[[ Document segment, beginning ]]
Spatial mechanical enhancement strategy enabled by multi-axis material extrusion additive manufacturing

Abstract

Material extrusion (ME) is one of the most widely used additive manufacturing (AM) methods, but its application is often constrained by the weak interlayer bonding inherent in the layer-by-layer deposition process. To address this limitation, we propose a multi-degree-of-freedom (MDOF) spatial enhancement strategy for material extrusion additive manufacturing. This strategy defines models into core and reinforcement layers at the design stage and utilizes a six-axis printer to achieve spatial anisotropy, significantly improving the overall mechanical properties of printed parts. Mechanical tests reveal that the core layer ratio, the angle between reinforcement and core layer rasters, and the reinforcement layer fill rate have a pronounced impact on tensile, compressive, and bending performance. Scanning electron microscopy (SEM) analysis further elucidates the fracture mechanisms and strengthening effects. The results demonstrate that a core layer ratio of 5:5, a reinforcement angle of 90°, and a fill rate of 90 % yield optimal mechanical performance in standard specimens, while varying these parameters offers insights into potential practical applications. Moreover, the proposed spatial enhancement strategy effectively addresses the issue of low reliability in the mechanical properties along the layer accumulation direction under various operating conditions in traditional ME processes. It expands the applicability of ME process in freeform surfaces and complex structures requiring balanced anisotropic mechanical performance. This strategy holds promise for advancing industrial applications in fields such as aerospace, automotive manufacturing, and biomedical engineering, while demonstrating feasibility for adoption on other multi-axis printing platforms.
[[ Document segment, end ]]
[[ Data records, beginning ]]
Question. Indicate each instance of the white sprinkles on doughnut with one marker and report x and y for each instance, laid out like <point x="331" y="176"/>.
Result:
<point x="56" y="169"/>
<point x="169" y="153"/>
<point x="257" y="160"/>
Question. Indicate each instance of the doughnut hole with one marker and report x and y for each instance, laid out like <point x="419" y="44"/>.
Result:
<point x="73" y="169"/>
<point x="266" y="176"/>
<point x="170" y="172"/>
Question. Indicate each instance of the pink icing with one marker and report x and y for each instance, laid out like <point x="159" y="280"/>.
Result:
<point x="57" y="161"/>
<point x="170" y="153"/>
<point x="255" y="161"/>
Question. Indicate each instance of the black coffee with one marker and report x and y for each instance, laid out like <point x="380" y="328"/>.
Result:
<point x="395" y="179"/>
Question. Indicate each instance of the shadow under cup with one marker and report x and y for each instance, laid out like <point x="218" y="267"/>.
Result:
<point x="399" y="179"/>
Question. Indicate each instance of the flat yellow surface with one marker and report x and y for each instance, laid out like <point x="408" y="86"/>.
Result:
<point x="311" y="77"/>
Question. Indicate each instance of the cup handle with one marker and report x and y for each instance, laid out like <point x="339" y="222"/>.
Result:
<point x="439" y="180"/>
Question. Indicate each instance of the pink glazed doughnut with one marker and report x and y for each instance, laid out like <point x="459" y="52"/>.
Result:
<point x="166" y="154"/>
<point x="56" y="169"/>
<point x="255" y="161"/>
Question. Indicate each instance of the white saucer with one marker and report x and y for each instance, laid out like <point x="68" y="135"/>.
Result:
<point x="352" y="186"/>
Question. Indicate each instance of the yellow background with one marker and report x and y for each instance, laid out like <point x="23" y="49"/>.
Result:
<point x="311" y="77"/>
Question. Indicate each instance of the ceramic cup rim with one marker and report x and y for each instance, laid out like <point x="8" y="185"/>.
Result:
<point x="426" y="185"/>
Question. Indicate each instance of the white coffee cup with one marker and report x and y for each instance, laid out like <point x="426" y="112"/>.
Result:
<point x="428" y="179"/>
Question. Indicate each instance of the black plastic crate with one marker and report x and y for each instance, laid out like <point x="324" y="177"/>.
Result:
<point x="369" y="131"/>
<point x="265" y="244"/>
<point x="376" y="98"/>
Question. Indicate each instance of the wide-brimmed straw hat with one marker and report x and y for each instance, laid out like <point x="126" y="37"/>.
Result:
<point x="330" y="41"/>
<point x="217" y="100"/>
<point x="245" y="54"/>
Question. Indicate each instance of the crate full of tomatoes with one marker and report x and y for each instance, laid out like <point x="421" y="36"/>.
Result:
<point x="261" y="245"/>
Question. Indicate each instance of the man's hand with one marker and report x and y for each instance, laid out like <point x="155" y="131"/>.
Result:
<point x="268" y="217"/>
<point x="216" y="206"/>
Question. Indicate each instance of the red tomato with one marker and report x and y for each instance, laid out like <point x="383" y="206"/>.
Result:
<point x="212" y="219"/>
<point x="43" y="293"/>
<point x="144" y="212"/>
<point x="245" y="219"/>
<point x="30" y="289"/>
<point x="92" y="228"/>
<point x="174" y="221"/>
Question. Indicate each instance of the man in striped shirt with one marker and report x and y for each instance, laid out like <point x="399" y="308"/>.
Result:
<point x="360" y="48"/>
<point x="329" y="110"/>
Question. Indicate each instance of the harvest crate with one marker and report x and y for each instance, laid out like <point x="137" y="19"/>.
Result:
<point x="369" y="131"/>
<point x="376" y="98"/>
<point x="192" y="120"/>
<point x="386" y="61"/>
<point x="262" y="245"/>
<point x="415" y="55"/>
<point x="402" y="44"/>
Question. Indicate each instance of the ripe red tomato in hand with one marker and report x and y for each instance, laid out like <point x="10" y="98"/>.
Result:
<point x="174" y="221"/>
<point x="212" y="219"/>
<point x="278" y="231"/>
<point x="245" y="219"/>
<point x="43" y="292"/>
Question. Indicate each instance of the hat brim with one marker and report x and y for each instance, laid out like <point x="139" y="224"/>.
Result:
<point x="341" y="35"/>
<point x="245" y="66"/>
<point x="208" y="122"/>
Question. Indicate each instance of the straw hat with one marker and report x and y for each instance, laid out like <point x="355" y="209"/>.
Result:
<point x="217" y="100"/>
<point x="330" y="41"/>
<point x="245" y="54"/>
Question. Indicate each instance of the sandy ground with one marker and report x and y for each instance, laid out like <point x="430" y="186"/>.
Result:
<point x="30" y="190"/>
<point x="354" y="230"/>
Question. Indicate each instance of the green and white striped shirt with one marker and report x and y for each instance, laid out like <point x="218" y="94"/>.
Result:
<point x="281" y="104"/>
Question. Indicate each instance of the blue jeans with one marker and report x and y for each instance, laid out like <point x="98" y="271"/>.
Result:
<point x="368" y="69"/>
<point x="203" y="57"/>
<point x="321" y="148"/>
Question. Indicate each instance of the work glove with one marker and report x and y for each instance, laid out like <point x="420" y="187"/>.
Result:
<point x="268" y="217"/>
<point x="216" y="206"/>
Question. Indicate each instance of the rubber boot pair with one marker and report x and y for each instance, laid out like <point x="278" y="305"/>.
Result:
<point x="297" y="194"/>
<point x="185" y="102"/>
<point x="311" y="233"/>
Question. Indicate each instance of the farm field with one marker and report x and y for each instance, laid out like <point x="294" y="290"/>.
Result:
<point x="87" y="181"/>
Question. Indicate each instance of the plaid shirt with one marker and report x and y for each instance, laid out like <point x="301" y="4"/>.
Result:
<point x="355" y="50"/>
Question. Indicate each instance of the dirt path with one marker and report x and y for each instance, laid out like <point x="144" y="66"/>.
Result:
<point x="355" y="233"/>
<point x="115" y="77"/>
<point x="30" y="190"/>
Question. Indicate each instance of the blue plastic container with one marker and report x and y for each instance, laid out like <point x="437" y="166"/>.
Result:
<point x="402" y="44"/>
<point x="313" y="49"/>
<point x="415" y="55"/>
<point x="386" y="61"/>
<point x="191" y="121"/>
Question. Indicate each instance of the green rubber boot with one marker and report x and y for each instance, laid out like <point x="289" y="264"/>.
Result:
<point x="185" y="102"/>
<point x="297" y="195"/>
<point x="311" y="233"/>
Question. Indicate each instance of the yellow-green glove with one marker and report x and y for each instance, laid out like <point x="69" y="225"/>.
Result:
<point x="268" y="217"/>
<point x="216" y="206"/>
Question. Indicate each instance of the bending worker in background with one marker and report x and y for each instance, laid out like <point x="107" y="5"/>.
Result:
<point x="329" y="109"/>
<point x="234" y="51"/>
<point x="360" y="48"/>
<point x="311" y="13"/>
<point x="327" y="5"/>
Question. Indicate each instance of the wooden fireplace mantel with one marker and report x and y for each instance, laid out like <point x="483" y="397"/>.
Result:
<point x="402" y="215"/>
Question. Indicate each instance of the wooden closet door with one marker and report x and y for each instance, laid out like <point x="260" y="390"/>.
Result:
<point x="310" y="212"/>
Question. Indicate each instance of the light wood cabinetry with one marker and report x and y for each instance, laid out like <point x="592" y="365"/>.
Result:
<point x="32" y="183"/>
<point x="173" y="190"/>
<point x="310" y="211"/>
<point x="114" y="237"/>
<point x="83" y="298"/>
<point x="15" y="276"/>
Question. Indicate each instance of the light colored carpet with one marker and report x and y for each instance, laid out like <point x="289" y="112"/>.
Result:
[[ Data records, end ]]
* Tasks
1 – Using the abstract on multi-axis material extrusion, decide whether each statement agrees with it, answering yes or no and quoting the words that settle it: (a) The strategy relies on a six-axis printer. (b) The best mechanical performance in standard specimens came with a fill rate of 70 %. (c) The strategy is shown to be usable only on the six-axis printer.
2 – Summarize the abstract on multi-axis material extrusion in two sentences.
Work only from the text above.

* Solutions to the problems
1 –
(a) Yes: "utilizes a six-axis printer to achieve spatial anisotropy"
(b) No: "a fill rate of 90 % yield optimal mechanical performance in standard specimens"
(c) No: "demonstrating feasibility for adoption on other multi-axis printing platforms"

2 – To counter the weak interlayer bonding of material extrusion, the authors propose a spatial enhancement strategy that divides models into core and reinforcement layers and uses a six-axis printer to achieve spatial anisotropy. Tests showed that core layer ratio, reinforcement angle and fill rate strongly affect tensile, compressive and bending performance, with a 5:5 ratio, a 90° angle and a 90 % fill rate giving the best results in standard specimens.